* What you will do: In the listing that follows, count every line with the word "below" in it and write only the total.
##### Records shown #####
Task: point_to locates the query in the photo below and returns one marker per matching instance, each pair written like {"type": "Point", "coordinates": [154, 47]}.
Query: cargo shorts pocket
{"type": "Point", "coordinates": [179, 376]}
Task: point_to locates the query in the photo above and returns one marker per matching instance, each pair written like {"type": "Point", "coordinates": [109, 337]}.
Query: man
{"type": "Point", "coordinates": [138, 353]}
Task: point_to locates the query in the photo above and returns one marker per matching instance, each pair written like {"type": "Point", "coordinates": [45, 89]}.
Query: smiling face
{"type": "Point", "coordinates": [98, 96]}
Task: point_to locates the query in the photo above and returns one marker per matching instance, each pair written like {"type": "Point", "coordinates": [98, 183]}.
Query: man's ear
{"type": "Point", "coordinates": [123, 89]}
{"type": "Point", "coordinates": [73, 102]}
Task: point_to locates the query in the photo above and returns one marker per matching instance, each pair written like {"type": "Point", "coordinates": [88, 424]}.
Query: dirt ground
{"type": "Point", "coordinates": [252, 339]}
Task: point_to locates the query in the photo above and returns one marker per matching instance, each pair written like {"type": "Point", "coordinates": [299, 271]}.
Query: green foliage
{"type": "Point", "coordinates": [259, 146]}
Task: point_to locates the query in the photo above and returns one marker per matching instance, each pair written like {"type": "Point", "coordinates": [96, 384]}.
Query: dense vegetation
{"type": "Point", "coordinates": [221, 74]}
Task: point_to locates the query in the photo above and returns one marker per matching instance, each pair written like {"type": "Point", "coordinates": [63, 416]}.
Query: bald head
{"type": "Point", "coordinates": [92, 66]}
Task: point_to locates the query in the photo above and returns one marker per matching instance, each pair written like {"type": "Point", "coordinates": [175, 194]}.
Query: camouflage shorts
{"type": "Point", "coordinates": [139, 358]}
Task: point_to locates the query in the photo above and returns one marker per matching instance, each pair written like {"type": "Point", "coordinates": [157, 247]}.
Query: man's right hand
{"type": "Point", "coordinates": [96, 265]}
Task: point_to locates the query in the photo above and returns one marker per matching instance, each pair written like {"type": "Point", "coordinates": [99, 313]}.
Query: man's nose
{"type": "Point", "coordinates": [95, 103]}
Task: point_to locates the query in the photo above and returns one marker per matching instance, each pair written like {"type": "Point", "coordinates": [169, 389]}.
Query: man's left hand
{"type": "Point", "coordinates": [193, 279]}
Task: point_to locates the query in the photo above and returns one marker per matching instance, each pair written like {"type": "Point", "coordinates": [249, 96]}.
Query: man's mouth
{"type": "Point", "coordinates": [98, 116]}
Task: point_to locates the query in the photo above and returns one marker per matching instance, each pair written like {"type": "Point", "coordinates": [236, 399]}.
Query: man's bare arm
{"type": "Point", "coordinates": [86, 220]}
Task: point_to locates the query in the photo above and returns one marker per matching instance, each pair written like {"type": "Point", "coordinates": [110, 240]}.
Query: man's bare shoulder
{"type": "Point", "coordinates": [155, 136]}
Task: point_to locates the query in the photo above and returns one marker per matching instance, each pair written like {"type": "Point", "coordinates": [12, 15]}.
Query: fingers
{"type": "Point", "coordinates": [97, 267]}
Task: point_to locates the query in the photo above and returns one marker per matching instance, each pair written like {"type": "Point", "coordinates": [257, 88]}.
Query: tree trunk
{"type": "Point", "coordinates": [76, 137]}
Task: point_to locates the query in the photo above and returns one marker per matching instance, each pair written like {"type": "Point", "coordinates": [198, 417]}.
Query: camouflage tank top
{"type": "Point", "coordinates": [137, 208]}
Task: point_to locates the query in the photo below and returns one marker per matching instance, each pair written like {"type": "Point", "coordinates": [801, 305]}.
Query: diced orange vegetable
#####
##### Records shown #####
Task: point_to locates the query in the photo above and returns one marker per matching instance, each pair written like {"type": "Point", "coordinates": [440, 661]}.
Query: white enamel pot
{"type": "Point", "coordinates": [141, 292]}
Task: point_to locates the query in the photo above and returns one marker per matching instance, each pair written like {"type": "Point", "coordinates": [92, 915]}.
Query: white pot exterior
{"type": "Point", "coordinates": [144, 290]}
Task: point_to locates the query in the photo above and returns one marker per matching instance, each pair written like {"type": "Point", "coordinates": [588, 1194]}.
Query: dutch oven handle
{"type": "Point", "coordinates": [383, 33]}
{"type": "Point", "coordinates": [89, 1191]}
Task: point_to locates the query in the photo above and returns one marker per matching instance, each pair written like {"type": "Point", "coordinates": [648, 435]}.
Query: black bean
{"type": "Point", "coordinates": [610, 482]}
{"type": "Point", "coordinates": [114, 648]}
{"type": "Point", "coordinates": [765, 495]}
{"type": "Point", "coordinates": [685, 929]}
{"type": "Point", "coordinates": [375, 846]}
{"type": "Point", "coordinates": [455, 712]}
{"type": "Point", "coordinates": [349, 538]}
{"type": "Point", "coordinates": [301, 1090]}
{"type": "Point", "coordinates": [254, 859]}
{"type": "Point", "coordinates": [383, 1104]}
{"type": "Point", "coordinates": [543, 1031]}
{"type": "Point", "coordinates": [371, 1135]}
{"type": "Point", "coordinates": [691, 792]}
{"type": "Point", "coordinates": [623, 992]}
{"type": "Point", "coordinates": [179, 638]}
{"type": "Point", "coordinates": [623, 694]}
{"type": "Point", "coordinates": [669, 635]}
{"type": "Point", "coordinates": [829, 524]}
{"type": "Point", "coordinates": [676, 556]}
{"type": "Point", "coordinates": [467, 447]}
#####
* Output for this exercise: 2